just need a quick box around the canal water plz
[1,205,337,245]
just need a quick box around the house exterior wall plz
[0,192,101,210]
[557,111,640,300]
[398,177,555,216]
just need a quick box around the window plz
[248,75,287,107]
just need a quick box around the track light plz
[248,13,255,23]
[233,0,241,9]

● Exercise objective:
Your job is to write out the data exactly as it stands.

● Output for this task:
just need a quick box around the canal water plz
[1,205,337,245]
just need a quick box around the house exterior wall plz
[0,192,101,210]
[557,111,640,300]
[398,177,555,216]
just need a quick box around the window plz
[248,75,287,107]
just need a quick box around the track light plz
[248,13,255,23]
[233,0,241,9]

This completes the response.